## START Material supplied

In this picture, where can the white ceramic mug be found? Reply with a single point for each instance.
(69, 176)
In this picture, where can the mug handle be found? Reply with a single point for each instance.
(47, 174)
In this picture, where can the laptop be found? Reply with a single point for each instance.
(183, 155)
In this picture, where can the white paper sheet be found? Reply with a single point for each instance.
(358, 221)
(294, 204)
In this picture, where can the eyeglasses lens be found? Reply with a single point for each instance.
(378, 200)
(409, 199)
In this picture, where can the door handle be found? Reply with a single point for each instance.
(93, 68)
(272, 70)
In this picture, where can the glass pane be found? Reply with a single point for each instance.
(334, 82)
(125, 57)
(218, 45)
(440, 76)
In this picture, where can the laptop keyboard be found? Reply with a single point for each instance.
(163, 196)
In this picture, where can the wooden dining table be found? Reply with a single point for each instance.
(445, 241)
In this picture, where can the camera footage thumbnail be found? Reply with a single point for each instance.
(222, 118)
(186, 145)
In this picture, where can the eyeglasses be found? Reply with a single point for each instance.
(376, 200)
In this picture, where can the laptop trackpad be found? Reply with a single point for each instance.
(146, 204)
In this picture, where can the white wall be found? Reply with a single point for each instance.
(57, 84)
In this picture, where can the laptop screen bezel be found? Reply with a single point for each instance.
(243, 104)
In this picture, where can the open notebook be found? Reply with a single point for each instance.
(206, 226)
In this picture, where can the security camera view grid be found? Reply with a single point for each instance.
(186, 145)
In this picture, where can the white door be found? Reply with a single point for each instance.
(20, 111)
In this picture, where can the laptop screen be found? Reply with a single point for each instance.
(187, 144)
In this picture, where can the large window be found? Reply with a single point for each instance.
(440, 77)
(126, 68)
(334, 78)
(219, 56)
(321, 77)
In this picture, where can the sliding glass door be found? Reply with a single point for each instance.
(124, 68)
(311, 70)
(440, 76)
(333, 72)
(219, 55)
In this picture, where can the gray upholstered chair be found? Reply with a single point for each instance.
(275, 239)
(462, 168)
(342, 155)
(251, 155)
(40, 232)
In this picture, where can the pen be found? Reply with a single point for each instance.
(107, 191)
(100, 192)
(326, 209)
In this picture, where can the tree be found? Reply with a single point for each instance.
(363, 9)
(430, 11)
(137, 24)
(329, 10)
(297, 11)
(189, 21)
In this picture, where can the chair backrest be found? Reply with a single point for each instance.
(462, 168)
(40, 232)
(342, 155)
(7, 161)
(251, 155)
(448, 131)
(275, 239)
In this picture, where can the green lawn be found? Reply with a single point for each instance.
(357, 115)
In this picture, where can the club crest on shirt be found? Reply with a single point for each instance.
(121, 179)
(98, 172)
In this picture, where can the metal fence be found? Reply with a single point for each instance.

## END Material supplied

_Brief_
Repeat the lines from the one containing "In this picture, where can the gray" through the last line, substituting "wooden fence" for "metal fence" and leaving all else unchanged.

_Solution to this task_
In this picture, where can the gray upholstered chair be found? Reply with a single point for each instance.
(275, 239)
(462, 168)
(342, 155)
(251, 155)
(40, 232)
In this picture, where can the pen be found? Reply with a single point for each instance.
(107, 191)
(100, 192)
(326, 209)
In this picture, where can the tree be found? Reply with a single point for each instance.
(363, 9)
(430, 11)
(137, 24)
(329, 10)
(297, 11)
(189, 21)
In this picture, where can the chair backrest be found? Reply with a single point for each instance.
(462, 168)
(40, 232)
(342, 155)
(7, 161)
(251, 155)
(448, 131)
(275, 239)
In this picture, where can the green lawn be found? Reply with a single point for each instance.
(357, 115)
In this picture, where can the club crest on shirt be found? Reply with a single point for each instance.
(121, 179)
(98, 172)
In this picture, where can the wooden fence be found? Reply with a single point for each instance.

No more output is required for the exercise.